● **Reading text**:
-*-
Gélu was present at the execution of Joan of Arc in Rouen on 30 May 1431. He had written to Charles VII urging him to ransom Joan. He was long remembered as a "defender of Joan of Arc". On 30–31 July 1932, the fifth centenary of the death of Gélu was celebrated with reenactments in Embrun. A photographic record of the event was published as a booklet.

====Prince of the Empire====
As archbishop, Gélu also ruled a secular principality as a prince of the Holy Roman Empire. There is a surviving tiers de gros coin minted during Gélu's episcopate. It bears the inscription "Jacques, archbishop and prince of Embrun" in Latin and on the obverse a lion with two six-sided stars, the meaning of which is unclear but which is similar to the coat of arms of Bréziers. In 1429, Gélu welcomed the inquisitor Pierre Fabri into his diocese.

Gélu was too ill to attend the Council of Basel that year. Nevertheless, at Parma on 27 April 1432, he did homage to Sigismund and received investiture of his principality. Gélu was the last archbishop of Embrun to do homage to an emperor, Sigismund having just received the Iron Crown and being on his way to Rome to be crowned emperor by the pope. In return, Sigismund confirmed the rights and privileges granted to the archbishops by his predecessors, in spite of the rights that had been confirmed to the king of France as imperial vicar over the Kingdom of Arles (the part of the Empire in which Embrun lay). On 7 May, while still at Parma, Sigismund blocked some subjects of Embrun from appealing certain new taxes to Rome. In June, Gélu was negotiating with Pope Eugene IV on behalf of Sigismund regarding the Hussite Crusade. He died at Embrun on 7 September 1432. He was succeeded at Embrun by his old friend Jean Girard.
-*-
● **Data section**:
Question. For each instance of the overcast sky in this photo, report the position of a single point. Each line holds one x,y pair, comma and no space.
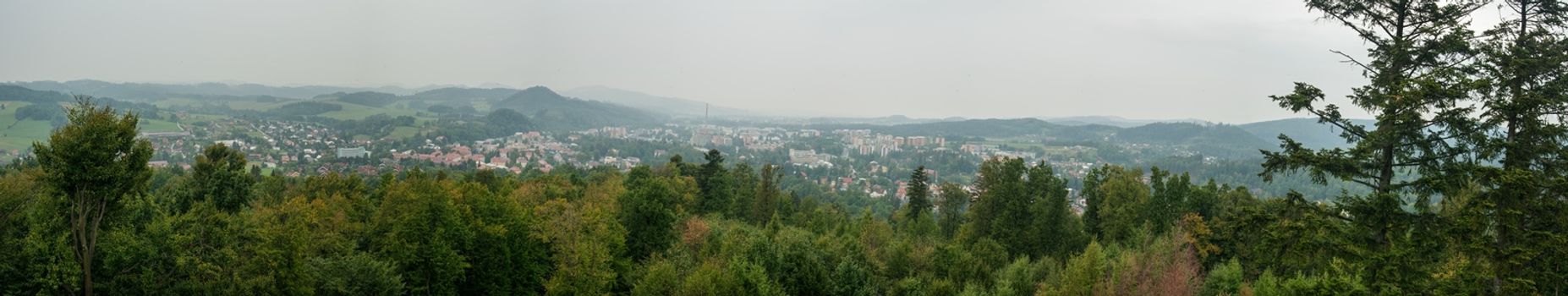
1213,60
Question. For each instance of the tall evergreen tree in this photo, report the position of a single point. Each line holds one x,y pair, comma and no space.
1417,82
93,163
919,193
765,200
1526,63
218,176
951,207
715,184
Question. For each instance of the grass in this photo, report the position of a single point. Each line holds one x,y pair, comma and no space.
403,132
238,104
21,135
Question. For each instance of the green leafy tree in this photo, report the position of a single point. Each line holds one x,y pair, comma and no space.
93,163
648,211
420,229
504,255
1123,206
767,198
1055,231
715,184
951,207
220,178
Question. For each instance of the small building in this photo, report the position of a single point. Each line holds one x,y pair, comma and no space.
354,152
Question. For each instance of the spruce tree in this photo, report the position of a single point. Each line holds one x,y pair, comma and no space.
919,193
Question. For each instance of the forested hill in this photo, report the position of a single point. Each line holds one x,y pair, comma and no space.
24,95
464,95
1208,138
655,104
554,112
1303,130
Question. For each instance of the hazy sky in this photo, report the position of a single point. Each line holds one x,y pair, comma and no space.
1138,58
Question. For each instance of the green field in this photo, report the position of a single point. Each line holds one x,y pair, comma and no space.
154,126
231,104
403,132
19,135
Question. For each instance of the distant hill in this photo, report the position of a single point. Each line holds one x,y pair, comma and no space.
152,91
896,119
1303,130
655,104
1220,140
365,97
24,95
1114,121
464,95
552,112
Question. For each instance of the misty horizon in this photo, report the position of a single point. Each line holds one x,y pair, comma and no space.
1208,60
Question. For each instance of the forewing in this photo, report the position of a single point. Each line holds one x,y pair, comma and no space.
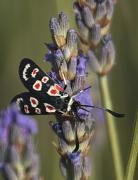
37,81
31,104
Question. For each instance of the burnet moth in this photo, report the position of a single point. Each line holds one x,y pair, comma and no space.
46,96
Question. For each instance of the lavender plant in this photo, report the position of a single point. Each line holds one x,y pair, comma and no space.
18,157
69,68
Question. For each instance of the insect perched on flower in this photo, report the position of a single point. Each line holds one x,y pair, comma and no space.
46,96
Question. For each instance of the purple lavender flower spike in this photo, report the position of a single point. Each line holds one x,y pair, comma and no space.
16,132
74,131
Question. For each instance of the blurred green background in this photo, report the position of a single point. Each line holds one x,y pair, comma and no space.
23,31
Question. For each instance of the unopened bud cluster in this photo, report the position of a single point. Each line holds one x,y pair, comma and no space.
18,157
69,65
93,18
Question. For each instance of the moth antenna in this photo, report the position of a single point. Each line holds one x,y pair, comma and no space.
113,113
64,79
77,140
80,91
84,109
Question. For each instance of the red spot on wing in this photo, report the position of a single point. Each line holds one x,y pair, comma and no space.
45,79
34,101
59,88
53,91
34,72
49,108
37,85
26,109
37,111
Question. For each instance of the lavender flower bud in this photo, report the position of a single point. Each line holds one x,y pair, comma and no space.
68,89
72,68
66,148
68,131
92,3
63,166
86,167
9,173
88,17
64,23
75,159
107,56
95,34
94,61
61,63
83,30
110,9
71,49
84,145
100,11
80,130
105,29
57,32
15,161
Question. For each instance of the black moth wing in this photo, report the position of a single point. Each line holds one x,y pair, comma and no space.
31,104
37,81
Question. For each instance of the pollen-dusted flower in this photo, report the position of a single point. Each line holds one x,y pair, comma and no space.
69,68
107,59
100,17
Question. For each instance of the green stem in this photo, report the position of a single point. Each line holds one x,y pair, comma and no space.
133,154
113,135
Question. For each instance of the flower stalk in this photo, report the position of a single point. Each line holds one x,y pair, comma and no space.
111,127
133,157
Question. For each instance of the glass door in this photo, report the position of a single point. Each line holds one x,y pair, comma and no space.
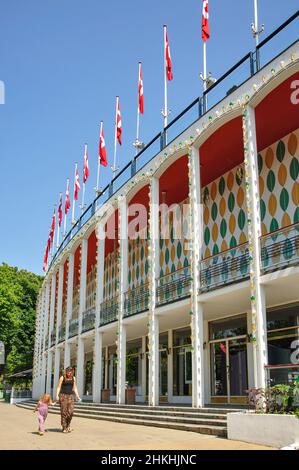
229,370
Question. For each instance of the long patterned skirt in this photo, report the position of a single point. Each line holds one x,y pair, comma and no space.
66,409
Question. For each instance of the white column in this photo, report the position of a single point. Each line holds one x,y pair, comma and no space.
170,366
59,300
100,233
123,281
67,355
80,366
56,368
258,303
49,372
97,368
143,368
52,306
153,333
197,325
70,288
83,276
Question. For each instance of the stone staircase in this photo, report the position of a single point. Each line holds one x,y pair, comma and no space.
212,421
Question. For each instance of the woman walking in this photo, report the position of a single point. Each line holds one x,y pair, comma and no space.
65,395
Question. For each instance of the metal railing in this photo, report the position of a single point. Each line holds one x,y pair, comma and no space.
224,268
136,300
109,311
280,249
88,319
61,334
243,70
173,286
73,327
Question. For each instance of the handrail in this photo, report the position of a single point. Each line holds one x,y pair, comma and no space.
78,225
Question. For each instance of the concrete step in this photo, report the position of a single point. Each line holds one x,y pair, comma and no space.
201,424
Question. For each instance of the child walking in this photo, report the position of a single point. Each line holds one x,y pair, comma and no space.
42,408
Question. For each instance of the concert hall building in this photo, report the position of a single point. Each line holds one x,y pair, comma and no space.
201,316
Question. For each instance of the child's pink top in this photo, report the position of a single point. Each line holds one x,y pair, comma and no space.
42,408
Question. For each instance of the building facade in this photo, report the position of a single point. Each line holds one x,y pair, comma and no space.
202,316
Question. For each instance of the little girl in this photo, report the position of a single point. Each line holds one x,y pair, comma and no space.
42,408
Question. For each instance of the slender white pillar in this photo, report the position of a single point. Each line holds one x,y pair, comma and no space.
70,288
83,277
59,300
258,303
153,333
197,324
56,368
100,232
80,366
123,281
97,368
143,368
49,372
170,366
52,305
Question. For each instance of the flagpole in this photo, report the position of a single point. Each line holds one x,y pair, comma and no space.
99,163
165,113
115,139
74,200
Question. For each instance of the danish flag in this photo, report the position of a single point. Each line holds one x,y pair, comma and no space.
118,121
67,203
60,210
168,62
140,90
205,33
102,147
76,183
85,166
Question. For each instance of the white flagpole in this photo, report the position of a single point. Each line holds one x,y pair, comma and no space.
74,200
138,114
99,164
115,139
165,113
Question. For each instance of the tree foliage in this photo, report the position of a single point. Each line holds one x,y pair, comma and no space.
18,296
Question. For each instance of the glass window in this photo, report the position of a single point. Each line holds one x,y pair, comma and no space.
-*-
● **What is asked**:
**1.** Answer these questions using the text on Archbishop Gélu, placed above the rows.
(a) What inscription does the tiers de gros coin minted during Gélu's episcopate bear?
(b) On what date and in what place did Gélu die?
(c) Who succeeded Gélu at Embrun?
**2.** Continue the text on Archbishop Gélu, found above the rows, from its last sentence.

● **Written responses**:
**1.**
(a) It bears the Latin inscription "Jacques, archbishop and prince of Embrun".
(b) He died at Embrun on 7 September 1432.
(c) His old friend Jean Girard succeeded him.

**2.**
==Works==

Detail from MS 568, the manuscript to which Jacques Gélu added in his own hand a short autobiography

===Autobiography===
Gélu wrote a short autobiography on two leaves of a manuscript he owned, now MS 568 in the municipal library of Tours. It covers only the years 1391–1414. The Latin text has been published under the title Vita Jacobi Gelu, archiepiscopi Turonensis, ab ipso conscripta, alongside a modern French translation.

According to Marcellin Fornier, Gélu spent his early days in Embrun investigating the archives and writing accounts of some of his predecessors. He also continued his own autobiography, probably for the years 1421–1427. These works are lost, but Fornier had access to a copy of the autobiography. It was destroyed along with much of the Embrun archives during the French Revolution.

===Reports, letters and sermons===
Also lost during the Revolution were the sermons Gélu preached during his visitations in Embrun. He preached in both Latin and the local Franco-Provençal language.

Gélu's report to the Council of Constance on the Perpignan conference, which reflected the views of Sigismund himself, is preserved because it was copied into the diary of Giacomo Cerretani.

Several of Gélu's letters survive. He wrote to Henry V of England urging him to renounce the Treaty of Troyes and respect the rights of his brother-in-law, the Dauphin. This letter probably dates to late 1420. Gélu argued that the treaty was invalid because the king was not in his right mind, Queen Isabeau was "fragile and susceptible" and the princes had no right to give the kingdom away. Moreover, Henry had a fraternal duty to the Dauphin since his marriage to Catherine of Valois. Gélu also wrote to Yolande, Charles VII's mother-in-law. This letter may be from as early as 1425 or perhaps after his departure for Embrun. He recommended that Charles reconcile with John V of Brittany and Duke Philip the Good of Burgundy, perhaps through the mediation of Duke Amadeus VIII of Savoy.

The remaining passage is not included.